• Work to complete: Collect every line of the material below that contains the word "mouth", with matching case.

• Source records:
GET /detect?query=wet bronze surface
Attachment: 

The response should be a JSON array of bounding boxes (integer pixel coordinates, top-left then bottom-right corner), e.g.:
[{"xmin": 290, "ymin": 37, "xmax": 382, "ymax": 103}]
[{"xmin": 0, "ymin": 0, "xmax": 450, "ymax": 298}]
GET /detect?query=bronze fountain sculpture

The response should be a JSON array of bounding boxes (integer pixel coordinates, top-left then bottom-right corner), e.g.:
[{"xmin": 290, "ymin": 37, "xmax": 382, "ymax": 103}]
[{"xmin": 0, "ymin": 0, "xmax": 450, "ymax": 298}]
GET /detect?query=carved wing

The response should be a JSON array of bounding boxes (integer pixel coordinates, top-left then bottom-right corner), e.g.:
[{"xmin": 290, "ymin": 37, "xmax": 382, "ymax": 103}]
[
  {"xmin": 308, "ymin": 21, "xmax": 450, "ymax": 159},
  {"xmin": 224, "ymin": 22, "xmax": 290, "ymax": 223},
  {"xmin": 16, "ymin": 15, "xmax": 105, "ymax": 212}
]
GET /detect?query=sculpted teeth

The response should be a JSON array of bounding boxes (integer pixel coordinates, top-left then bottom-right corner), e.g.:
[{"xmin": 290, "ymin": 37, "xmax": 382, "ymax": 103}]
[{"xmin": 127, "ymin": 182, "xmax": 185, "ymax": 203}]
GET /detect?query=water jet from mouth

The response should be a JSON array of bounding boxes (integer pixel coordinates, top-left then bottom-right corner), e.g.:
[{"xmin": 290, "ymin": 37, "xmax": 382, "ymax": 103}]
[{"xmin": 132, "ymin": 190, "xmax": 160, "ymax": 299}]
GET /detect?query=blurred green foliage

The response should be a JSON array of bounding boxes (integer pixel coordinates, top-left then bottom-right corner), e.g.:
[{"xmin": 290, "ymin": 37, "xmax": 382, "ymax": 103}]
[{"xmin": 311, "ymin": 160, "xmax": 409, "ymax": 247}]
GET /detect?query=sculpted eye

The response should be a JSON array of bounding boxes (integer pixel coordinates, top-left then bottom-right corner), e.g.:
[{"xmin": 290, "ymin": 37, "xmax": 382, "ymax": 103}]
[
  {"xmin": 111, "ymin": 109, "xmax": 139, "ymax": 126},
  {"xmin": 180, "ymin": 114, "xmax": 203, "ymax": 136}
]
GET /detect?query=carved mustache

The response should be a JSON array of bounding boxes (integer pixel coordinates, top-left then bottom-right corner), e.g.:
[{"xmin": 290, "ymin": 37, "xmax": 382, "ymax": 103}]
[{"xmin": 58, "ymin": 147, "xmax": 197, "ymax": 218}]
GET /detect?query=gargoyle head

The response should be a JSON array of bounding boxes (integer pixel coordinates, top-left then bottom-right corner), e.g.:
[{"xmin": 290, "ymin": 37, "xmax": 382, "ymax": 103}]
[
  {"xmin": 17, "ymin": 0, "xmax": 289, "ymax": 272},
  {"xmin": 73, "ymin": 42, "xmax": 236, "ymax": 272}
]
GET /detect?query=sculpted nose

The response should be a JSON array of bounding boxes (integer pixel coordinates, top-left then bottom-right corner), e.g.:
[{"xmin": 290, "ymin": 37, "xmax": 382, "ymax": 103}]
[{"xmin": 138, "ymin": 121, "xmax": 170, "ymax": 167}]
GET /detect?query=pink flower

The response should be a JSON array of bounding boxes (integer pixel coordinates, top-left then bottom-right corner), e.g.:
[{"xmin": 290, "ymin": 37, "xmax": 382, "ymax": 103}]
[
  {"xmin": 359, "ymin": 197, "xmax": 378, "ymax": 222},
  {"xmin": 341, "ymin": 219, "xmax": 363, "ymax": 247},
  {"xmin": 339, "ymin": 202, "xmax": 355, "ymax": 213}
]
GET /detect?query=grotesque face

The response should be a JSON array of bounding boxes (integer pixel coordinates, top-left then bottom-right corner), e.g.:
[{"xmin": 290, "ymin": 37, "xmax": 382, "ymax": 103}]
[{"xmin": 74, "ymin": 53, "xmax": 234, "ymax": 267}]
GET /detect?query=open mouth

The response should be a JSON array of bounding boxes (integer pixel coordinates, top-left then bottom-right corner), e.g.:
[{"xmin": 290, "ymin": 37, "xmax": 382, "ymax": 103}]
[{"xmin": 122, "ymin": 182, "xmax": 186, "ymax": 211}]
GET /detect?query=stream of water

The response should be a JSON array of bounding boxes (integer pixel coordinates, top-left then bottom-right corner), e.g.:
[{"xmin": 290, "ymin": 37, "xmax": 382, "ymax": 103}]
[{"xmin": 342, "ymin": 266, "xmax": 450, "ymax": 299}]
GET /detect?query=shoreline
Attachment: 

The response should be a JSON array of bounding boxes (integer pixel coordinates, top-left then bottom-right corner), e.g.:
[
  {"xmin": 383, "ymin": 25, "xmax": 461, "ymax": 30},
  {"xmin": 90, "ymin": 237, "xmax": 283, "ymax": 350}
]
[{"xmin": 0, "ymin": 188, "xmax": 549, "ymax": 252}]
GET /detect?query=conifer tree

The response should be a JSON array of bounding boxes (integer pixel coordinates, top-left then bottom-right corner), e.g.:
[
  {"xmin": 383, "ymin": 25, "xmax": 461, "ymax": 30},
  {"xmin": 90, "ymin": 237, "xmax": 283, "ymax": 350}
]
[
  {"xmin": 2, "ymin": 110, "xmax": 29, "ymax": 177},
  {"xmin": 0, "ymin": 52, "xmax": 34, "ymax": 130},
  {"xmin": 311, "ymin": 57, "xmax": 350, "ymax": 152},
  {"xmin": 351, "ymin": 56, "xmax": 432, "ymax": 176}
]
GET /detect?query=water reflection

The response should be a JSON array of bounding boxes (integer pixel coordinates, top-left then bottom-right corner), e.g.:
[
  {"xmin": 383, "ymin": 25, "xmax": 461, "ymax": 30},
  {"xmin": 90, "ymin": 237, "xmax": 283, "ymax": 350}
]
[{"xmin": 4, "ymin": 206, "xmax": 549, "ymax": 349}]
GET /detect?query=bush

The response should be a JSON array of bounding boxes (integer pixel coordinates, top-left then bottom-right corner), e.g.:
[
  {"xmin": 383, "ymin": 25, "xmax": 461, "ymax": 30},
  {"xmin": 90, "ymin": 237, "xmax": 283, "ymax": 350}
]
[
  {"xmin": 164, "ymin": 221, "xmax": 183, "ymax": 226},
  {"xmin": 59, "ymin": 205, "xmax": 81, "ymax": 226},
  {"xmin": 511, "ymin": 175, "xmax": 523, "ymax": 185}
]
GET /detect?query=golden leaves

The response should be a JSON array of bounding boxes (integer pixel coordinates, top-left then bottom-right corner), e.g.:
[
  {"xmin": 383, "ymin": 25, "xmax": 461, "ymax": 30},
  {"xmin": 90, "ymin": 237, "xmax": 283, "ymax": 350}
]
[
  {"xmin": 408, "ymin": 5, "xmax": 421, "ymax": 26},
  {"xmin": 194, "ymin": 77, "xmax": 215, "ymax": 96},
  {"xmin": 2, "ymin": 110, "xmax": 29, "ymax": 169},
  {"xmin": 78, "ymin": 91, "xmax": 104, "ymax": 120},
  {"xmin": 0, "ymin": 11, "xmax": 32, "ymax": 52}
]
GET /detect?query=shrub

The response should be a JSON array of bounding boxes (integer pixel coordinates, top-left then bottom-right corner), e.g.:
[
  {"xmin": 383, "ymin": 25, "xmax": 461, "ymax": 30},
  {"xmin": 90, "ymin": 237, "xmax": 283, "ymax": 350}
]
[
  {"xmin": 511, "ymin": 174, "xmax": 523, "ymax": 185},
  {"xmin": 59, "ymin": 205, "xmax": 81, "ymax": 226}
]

• Exercise solution:
GET /detect?query=water jet from mouth
GET /detect?query=open mouth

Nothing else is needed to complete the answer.